In the mid-19th century, French adults probably drank a bottle of wine a day, and in the 1950s, eight-year-olds were served a small glass of wine with lunch in some school canteens.
However, drinking wine is no longer à la mode in France, or at least not like before. Since the 1970s, the National Interprofessional Committee for Wines with Designation of Origin and Geographical Indication (CNIV) says that by 2023, the annual quantity drunk by the French each year was half of what it was, falling from 46 to 24 million hectoliters (a hectoliter is one hundred liters).
This drop has been even more pronounced since 2010, falling by almost 2% annually. It’s particularly dire in supermarkets, where sales fall by 3% each year.
Drinking wine is no longer à la mode in France, or at least not like before.
Red wine is particularly suffering. Sales fell from 5.1 million to 3.5 million hectoliters between 2017 and 2023. Rosés are declining less, and whites are holding steady.
The decline probably has something to do with changes in French food consumption. France might be known as the land of haute cuisine, but it is MacDonald’s biggest European market, and slowly, fast dining has been taking over, impacting wine consumption. Joël Boueilh, president of the French Winegrowers Cooperative, told Le Monde, “Wine is presented as the symbol of French gastronomy, but you have to take the time to sit down.”

============

**The problem:** Rewrite the wine consumption text from "This drop has" up to and including "are holding steady.", putting "grocery stores" in place of "supermarkets". The lines after this point are separate material, apart from the wine consumption text.

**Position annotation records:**
============

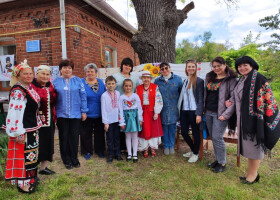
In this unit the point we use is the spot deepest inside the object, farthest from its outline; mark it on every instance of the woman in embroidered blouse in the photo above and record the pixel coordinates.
(220, 83)
(71, 107)
(125, 73)
(257, 109)
(94, 88)
(190, 106)
(22, 126)
(42, 85)
(151, 102)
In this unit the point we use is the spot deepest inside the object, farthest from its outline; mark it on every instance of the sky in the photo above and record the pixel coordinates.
(225, 24)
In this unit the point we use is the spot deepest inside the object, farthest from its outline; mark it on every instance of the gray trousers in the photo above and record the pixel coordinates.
(217, 130)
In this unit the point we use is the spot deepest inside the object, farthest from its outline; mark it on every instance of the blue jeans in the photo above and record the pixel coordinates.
(169, 132)
(217, 130)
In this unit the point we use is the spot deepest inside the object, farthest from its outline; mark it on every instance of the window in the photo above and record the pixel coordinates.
(6, 50)
(110, 57)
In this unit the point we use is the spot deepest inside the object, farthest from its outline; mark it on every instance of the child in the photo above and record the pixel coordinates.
(151, 101)
(110, 113)
(130, 118)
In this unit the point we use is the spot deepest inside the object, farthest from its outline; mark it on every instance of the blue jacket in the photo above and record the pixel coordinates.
(94, 99)
(71, 97)
(170, 92)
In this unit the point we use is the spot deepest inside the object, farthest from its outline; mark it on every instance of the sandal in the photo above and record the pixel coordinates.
(31, 189)
(135, 159)
(154, 154)
(128, 158)
(146, 154)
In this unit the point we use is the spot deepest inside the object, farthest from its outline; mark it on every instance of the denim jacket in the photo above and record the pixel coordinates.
(170, 92)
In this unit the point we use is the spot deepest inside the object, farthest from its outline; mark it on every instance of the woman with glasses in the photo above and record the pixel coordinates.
(170, 87)
(220, 83)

============

**Result:**
This drop has been even more pronounced since 2010, falling by almost 2% annually. It’s particularly dire in grocery stores, where sales fall by 3% each year.
Drinking wine is no longer à la mode in France, or at least not like before.
Red wine is particularly suffering. Sales fell from 5.1 million to 3.5 million hectoliters between 2017 and 2023. Rosés are declining less, and whites are holding steady.